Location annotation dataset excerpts
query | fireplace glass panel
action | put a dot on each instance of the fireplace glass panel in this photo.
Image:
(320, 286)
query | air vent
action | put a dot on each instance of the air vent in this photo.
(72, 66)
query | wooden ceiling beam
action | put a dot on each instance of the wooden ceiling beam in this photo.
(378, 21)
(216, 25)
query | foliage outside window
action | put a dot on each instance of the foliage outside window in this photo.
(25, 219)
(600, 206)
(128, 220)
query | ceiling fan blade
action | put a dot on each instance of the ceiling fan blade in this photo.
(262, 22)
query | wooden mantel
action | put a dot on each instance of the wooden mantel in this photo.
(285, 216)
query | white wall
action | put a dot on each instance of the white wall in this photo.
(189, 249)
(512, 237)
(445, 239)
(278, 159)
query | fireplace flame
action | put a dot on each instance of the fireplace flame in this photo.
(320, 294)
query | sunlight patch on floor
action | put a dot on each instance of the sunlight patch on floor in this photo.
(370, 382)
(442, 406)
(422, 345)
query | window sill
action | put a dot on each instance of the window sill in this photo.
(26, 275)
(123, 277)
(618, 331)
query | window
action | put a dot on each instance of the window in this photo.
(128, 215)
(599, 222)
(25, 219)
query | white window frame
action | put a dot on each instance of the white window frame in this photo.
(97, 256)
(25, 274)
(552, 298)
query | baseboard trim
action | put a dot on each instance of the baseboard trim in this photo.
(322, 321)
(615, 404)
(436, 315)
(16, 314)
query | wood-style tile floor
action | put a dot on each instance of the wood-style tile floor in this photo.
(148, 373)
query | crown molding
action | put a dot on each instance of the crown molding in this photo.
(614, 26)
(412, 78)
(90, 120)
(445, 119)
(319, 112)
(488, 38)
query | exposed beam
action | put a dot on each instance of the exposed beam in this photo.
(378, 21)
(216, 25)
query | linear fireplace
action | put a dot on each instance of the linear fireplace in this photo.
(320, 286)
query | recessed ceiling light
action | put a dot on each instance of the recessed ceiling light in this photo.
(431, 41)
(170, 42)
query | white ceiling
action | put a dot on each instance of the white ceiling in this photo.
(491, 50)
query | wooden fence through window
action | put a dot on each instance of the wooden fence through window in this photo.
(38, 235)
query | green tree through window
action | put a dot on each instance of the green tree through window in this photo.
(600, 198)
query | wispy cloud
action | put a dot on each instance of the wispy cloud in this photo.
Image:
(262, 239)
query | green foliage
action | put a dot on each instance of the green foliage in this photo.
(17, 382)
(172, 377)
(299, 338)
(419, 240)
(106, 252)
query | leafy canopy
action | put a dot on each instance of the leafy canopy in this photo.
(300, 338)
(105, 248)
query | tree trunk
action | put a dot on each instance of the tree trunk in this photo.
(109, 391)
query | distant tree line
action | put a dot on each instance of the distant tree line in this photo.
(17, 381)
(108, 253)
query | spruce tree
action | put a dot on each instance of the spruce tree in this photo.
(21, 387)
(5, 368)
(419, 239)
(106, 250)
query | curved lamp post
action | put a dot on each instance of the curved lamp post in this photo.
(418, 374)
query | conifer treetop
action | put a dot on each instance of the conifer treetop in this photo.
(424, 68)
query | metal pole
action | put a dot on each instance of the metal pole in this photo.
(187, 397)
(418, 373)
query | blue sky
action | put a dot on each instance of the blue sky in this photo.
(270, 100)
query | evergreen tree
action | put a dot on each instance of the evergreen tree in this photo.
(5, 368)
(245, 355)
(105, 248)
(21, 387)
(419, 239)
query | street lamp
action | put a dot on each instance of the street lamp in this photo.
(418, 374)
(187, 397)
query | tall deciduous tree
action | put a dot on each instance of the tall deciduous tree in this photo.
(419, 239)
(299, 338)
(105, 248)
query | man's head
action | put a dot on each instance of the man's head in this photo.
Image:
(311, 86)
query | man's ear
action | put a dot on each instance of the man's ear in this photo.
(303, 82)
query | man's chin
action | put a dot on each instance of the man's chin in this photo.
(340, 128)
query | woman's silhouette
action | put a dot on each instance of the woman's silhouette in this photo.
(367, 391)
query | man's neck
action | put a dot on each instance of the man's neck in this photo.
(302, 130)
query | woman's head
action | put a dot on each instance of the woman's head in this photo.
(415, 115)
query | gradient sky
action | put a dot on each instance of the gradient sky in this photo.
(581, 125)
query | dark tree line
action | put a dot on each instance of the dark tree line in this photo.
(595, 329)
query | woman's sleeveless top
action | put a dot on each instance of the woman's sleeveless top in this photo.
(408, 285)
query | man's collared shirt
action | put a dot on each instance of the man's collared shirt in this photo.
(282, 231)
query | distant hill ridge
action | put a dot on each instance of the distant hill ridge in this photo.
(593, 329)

#### [INSTRUCTIONS TO FOLLOW]
Nothing should be left out: return all of the records exactly.

#### [TASK SOLUTION]
query | fireplace glass panel
action | put a dot on each instance of the fireplace glass panel in this photo.
Image:
(320, 286)
query | air vent
action | put a dot on each instance of the air vent in this photo.
(72, 66)
query | wooden ceiling beam
action | put a dot on each instance of the wooden ceiling beam in this photo.
(378, 21)
(216, 25)
query | foliage outside window
action | put a dot on each instance of the foliage outside window in this photo.
(25, 219)
(600, 206)
(128, 220)
query | ceiling fan blade
action | put a dot on each instance of the ceiling fan blade in this photo.
(262, 22)
query | wooden mantel
action | put a dot on each instance of the wooden mantel in this photo.
(285, 216)
query | white wall
action | put a dot on each instance of the white wall in this photo.
(189, 249)
(512, 237)
(445, 239)
(278, 159)
query | fireplace flame
action | put a dot on each instance of the fireplace flame in this photo.
(320, 294)
query | sunlight patch on floor
action | put a dot on each instance of the sunlight patch on floor in this photo.
(370, 382)
(442, 406)
(422, 345)
query | window sill
action | put a dot on each instance of the window sill in this photo.
(26, 275)
(123, 277)
(618, 331)
query | window
action | put a dot on each instance of the window in this photo.
(128, 215)
(599, 222)
(25, 219)
query | white window frame
action | put a dot on each instance of the white window frame in this photo.
(97, 256)
(25, 274)
(552, 298)
query | baseboard trim
action | put a dot on each instance of the baseboard trim in this photo.
(322, 321)
(615, 404)
(436, 315)
(16, 314)
query | wood-style tile floor
action | put a dot on each instance of the wood-style tile floor in this photo.
(148, 373)
query | crown molding
action | put a dot on each instance of the crown molding in this photo.
(614, 26)
(412, 78)
(90, 120)
(445, 119)
(319, 112)
(488, 38)
query | exposed beam
action | put a dot on each instance of the exposed beam in this photo.
(378, 21)
(216, 25)
query | linear fireplace
action | put a dot on each instance of the linear fireplace in this photo.
(320, 286)
query | recessed ceiling light
action | put a dot on each instance of the recessed ceiling light in this photo.
(431, 41)
(170, 42)
query | white ceiling
action | put a dot on each instance of the white ceiling in this photo.
(491, 50)
query | wooden fence through window
action | put a dot on each instance of the wooden fence through window in this photo.
(38, 235)
query | green tree through window
action | put a dot on each instance of the green tree through window in this photo.
(600, 198)
query | wispy cloud
action | put a dot on each instance of the wispy cloud in this photo.
Image:
(262, 239)
query | green foliage
action | put a dot on each instance of the green foliage in this photo.
(17, 382)
(172, 377)
(299, 338)
(419, 240)
(106, 252)
query | leafy canopy
action | put a dot on each instance of the leafy canopy in this photo.
(300, 338)
(105, 248)
query | tree trunk
action | put a dot on each instance of the tree trunk in this photo.
(109, 391)
query | distant tree line
action | put a dot on each instance of the distant tree line in this photo.
(17, 381)
(108, 253)
query | spruce tree
action | put a dot on each instance of the spruce tree in this photo.
(21, 387)
(5, 368)
(419, 239)
(106, 250)
query | curved lamp post
action | put a dot on each instance of the curved lamp post in this photo.
(418, 374)
query | conifer treetop
action | put a dot on each instance of the conifer treetop in this photo.
(424, 68)
query | metal pole
action | put a dot on each instance of the metal pole in this photo.
(187, 397)
(418, 373)
query | blue sky
action | put a dot on each instance of the blue sky in this photo.
(270, 100)
query | evergreen tree
action | put a dot on each instance of the evergreen tree in this photo.
(5, 368)
(245, 355)
(105, 248)
(21, 387)
(419, 239)
query | street lamp
action | put a dot on each instance of the street lamp in this photo.
(418, 374)
(187, 397)
query | tall deciduous tree
action | put a dot on each instance of the tall deciduous tree in this photo.
(419, 239)
(299, 338)
(105, 248)
query | man's head
action | put a dot on each instance of the man's head in this photo.
Image:
(311, 86)
query | man's ear
action | put a dot on each instance of the man's ear in this photo.
(303, 82)
query | man's chin
action | put a dot on each instance of the man's chin in this photo.
(340, 128)
query | woman's silhouette
action | put a dot on each instance of the woman's silhouette in this photo.
(367, 391)
query | man's neck
action | put a dot on each instance of the man's neck in this photo.
(302, 130)
query | woman's head
action | put a dot on each instance of the woman's head in this photo.
(415, 115)
query | gradient sky
action | put a dot on each instance of the gradient sky in this photo.
(581, 125)
query | dark tree line
action | put a dot on each instance of the dark tree line in this photo.
(595, 329)
query | woman's sleeveless top
action | put a dot on each instance of the woman's sleeveless top in this photo.
(408, 285)
query | man's collared shirt
action | put a dot on each instance of the man's collared shirt in this photo.
(282, 231)
query | distant hill ridge
action | put a dot on each instance of the distant hill ridge in this photo.
(593, 329)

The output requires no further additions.